Interest in historiography tends to peak in periods when there are attempts to go beyond the ‘common sense’ or conventional practices of historical research and writing. This conventional approach may be characterised as the pragmatic, or Anglo-empirical tradition. It can include positivist elements. Normally it assumes that good historical analysis requires relative freedom from hypotheses arising from social theory and that clear evidence should underwrite the narratives and interpretation of  historical phenomena. The ‘truth’ of historical phenomena is discoverable given highly skilled research efforts. This tradition regards the application of ‘theory’ as likely to contaminate analysis, interfering with what the evidence may have to tell the historian.

Another controversy in the historiography concerns ‘presentism’. Allowing contemporary preoccupations and questions to set research and writing agendas may be criticised as ‘presentist’. The critics argue that the possibility of an authentic understanding of the past is likely to be disrupted by allowing  contemporary questions and understandings to shape the study of the past.

Arguably much of the historical thinking outlined above was simply blind to its own assumptions, indeed theoretical foundations. This tradition is sometimes characterised as the Whig, liberal or progressive tradition. In this tradition there is an assumption that some topics are more worthy of study than others and that some evidence is more legitimate than others—and that educational history in particular is a story of improvement or progress. Associated with the tradition was an absence of interest in innovative research methodologies.

The remainder of this entry discusses significant historiographical influences for the history of education as practised in Australia. The work of most historians may be described as ‘genealogical’ in character, that is each of their arguments, methodological approaches, styles of writing and topics explored, have a history of their own. Historians usually engage with an existing literature (another meaning of ‘historiography’) on the topics and eras they research.

Mastering this existing literature allows the recognition of its strengths and weaknesses, and the identification of issues with which it may have failed to engage. Historiographical study is therefore an essential part of developing new and better explanations of historical phenomena. As Peter Burke’s History and Social Theory (2005) suggests, the judicious consideration of relevant social theory may also make a considerable contribution to the developing historiography.

Historiographical movements, traditions and influences

Whig, liberal and progressiveAustin

This tradition has been responsible for a great number of works in the history of education, in fact it may be considered the dominant tradition. In general the themes it develops concentrate on progressive reform in schooling and education. In the process it often privileges the biographies and contributions of the builders of institutions and school systems. These are usually male. It concentrates on the beneficial effects of such work. It often traces the expansion of systems of public education as a force for the improvement of populations, economic development, educational opportunity and nation-building in general. Better examples of writing in this historiographical tradition, considered so by their plausibility of argument and skilled use of evidence, perhaps include sympathetic discussion of those who opposed ‘progress’.

Most commissioned histories of schools and other educational institutions and systems, fall into this Whig tradition. Many lack critical focus as systems or school leaders and builders are praised for their contributions.

● ● ● ●

EXERCISE OBJECTIVE:
Answer these questions from the historiography entry above, one line each:
(a) What does the pragmatic, or Anglo-empirical, tradition regard the application of ‘theory’ as likely to do?
(b) What term is used to criticize letting contemporary preoccupations and questions set research and writing agendas?
(c) Which work by Peter Burke is cited, and in what year was it published?

DATASET SECTION:

● ● ● ●

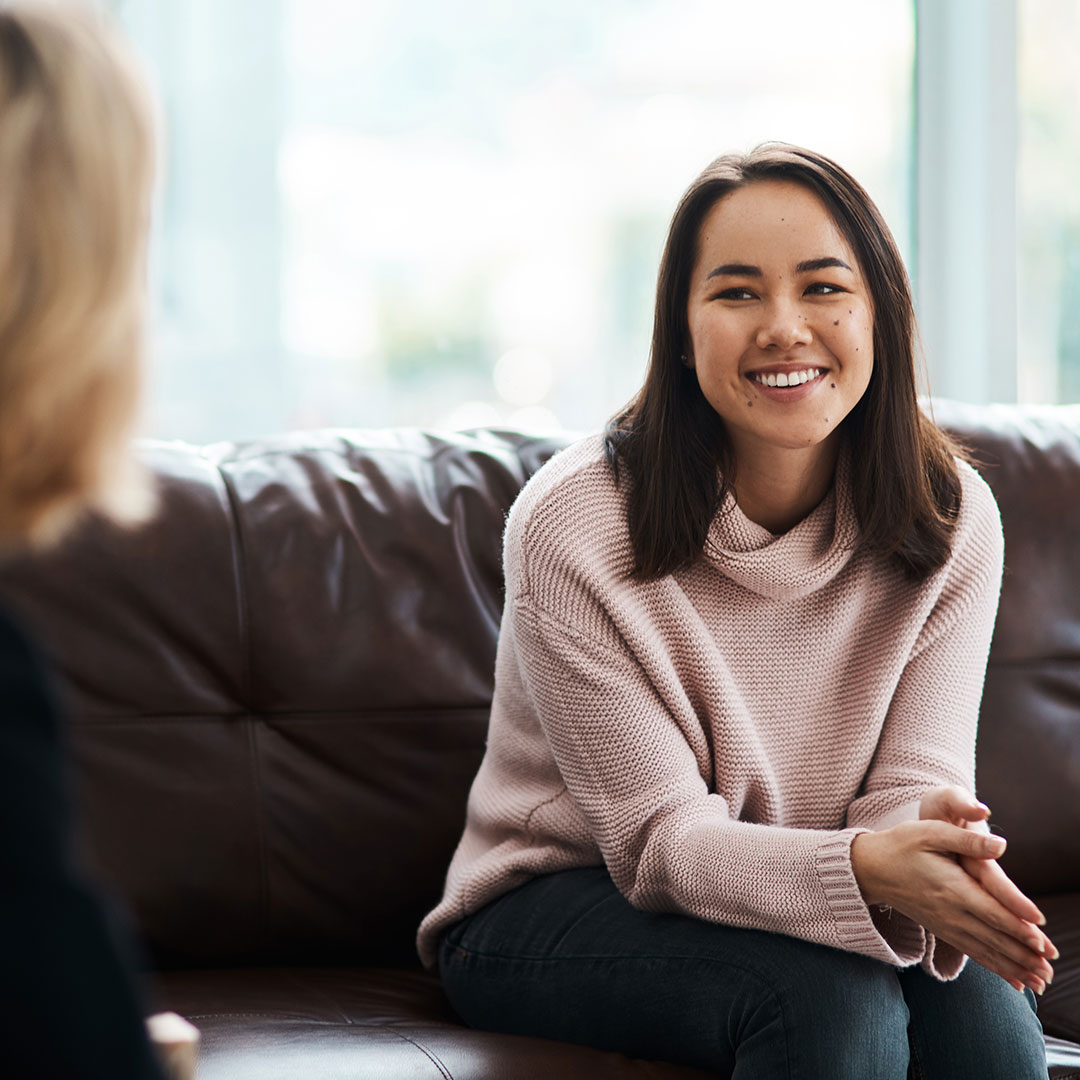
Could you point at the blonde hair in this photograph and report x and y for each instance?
(77, 154)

● ● ● ●

RESPONSE:
(a) Contaminate analysis, interfering with what the evidence may have to tell the historian.
(b) ‘Presentist’ (the controversy is called ‘presentism’).
(c) History and Social Theory, published in 2005.